THE INPUT:
<<<<

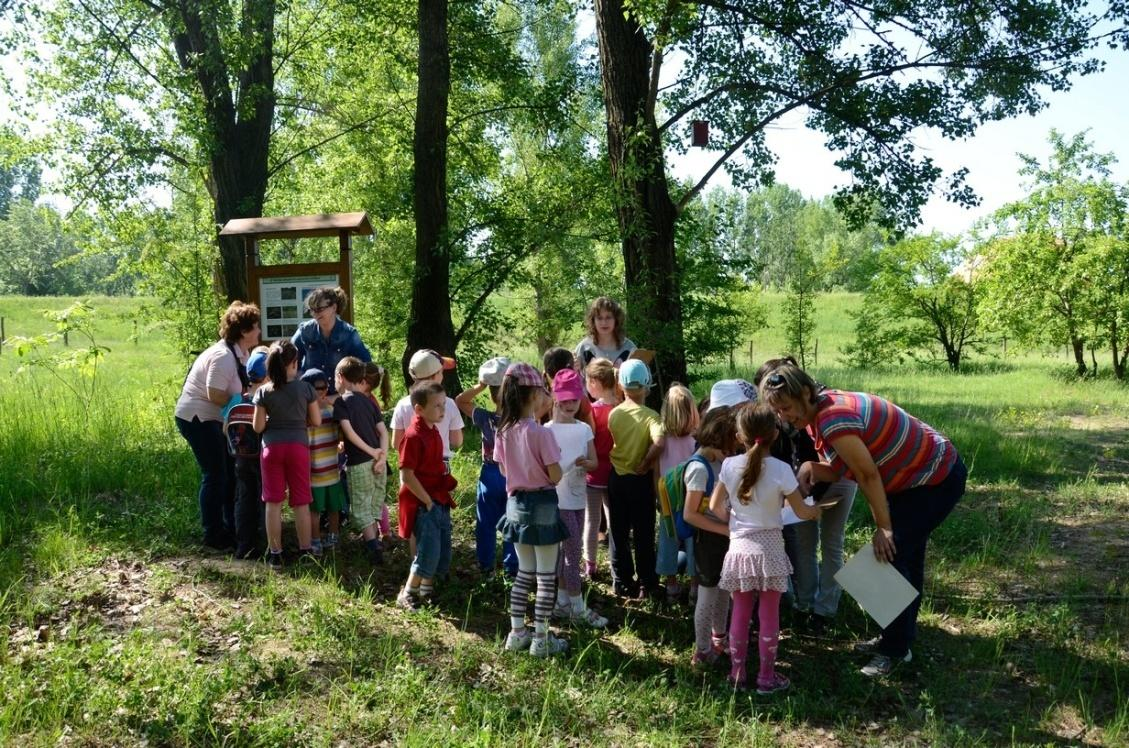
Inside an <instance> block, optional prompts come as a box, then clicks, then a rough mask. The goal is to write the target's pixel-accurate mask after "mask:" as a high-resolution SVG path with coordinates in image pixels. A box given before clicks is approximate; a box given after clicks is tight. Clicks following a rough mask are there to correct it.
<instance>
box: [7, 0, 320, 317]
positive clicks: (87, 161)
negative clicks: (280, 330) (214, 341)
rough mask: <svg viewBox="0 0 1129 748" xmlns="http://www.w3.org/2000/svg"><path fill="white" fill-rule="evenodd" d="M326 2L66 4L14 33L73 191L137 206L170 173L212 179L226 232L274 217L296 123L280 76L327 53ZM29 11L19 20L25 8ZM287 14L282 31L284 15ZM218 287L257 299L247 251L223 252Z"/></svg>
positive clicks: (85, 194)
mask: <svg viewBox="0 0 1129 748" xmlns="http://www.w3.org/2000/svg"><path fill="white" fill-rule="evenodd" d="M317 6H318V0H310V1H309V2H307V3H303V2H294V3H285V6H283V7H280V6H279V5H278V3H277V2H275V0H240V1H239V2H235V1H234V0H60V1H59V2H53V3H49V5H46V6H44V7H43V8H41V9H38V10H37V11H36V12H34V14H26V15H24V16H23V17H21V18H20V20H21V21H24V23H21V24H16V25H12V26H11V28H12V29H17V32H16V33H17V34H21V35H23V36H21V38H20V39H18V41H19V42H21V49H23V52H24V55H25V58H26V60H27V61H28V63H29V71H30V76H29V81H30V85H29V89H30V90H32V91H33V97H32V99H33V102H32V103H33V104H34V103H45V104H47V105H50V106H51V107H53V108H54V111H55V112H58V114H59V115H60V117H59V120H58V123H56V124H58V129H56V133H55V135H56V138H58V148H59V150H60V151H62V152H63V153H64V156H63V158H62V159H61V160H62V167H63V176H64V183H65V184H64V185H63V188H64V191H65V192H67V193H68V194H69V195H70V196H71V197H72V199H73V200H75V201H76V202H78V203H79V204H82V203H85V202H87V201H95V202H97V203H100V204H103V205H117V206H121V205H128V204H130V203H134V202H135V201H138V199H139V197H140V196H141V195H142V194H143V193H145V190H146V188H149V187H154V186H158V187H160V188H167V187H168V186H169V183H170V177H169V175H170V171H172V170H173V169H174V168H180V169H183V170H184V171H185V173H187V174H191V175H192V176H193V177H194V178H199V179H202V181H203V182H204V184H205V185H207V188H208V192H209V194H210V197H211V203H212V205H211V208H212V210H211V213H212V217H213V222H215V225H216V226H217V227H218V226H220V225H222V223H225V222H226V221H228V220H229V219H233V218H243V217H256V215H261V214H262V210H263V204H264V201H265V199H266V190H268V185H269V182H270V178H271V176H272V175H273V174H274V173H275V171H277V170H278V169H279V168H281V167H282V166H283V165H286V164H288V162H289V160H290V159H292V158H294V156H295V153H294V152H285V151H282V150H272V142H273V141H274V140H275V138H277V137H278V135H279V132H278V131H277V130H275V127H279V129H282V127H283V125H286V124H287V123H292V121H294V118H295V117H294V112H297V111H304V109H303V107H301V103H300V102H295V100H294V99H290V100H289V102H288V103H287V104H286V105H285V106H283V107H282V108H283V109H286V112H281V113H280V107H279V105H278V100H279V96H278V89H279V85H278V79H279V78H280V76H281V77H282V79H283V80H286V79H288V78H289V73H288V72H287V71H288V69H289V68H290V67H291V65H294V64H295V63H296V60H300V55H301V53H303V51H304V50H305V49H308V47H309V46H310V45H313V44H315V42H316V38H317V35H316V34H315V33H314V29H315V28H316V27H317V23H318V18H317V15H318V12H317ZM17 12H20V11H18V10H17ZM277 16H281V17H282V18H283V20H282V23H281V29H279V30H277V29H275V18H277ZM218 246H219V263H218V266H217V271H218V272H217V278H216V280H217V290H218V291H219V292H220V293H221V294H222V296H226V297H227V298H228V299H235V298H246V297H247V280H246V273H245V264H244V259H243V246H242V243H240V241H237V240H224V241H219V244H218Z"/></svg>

>>>>
<<<<

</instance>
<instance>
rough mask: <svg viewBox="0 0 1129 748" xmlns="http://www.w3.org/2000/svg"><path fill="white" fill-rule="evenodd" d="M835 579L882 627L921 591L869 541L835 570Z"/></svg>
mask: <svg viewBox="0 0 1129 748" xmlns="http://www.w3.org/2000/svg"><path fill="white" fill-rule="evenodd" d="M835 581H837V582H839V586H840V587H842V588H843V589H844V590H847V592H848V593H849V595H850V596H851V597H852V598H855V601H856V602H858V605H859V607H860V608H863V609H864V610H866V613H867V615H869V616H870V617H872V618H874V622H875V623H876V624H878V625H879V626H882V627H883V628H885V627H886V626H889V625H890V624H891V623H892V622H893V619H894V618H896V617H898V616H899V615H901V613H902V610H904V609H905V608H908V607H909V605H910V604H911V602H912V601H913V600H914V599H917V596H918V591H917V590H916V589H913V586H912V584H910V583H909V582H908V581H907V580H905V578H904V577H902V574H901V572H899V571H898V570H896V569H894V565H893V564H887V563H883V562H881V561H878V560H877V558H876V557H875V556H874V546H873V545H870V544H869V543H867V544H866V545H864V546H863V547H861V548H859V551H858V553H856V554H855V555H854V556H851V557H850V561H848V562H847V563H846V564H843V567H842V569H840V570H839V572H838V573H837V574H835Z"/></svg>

>>>>

WHAT TO DO:
Rewrite the material between the lines holding "Inside an <instance>" and "positive clicks: (85, 194)", inclusive, changing every "positive clicks" to "foreground clicks" and leaving everything else untouched.

WRITTEN SOLUTION:
Inside an <instance> block, optional prompts come as a box, then clicks, then a rough mask. The goal is to write the target's pixel-accurate mask after "mask:" as a high-resolution SVG path with coordinates in image pixels. A box given before clicks is approximate; a box given after clicks is tight. Clicks following a rough mask are there to correct it.
<instance>
box: [7, 0, 320, 317]
foreground clicks: (87, 161)
negative clicks: (280, 330) (214, 341)
rough mask: <svg viewBox="0 0 1129 748" xmlns="http://www.w3.org/2000/svg"><path fill="white" fill-rule="evenodd" d="M326 2L66 4L14 33L73 191L137 206L170 173L212 179L226 232L274 217L296 123L280 76L327 53ZM29 11L19 20L25 8ZM287 14L282 31L284 15ZM218 287L257 299L247 251L223 252Z"/></svg>
foreground clicks: (85, 194)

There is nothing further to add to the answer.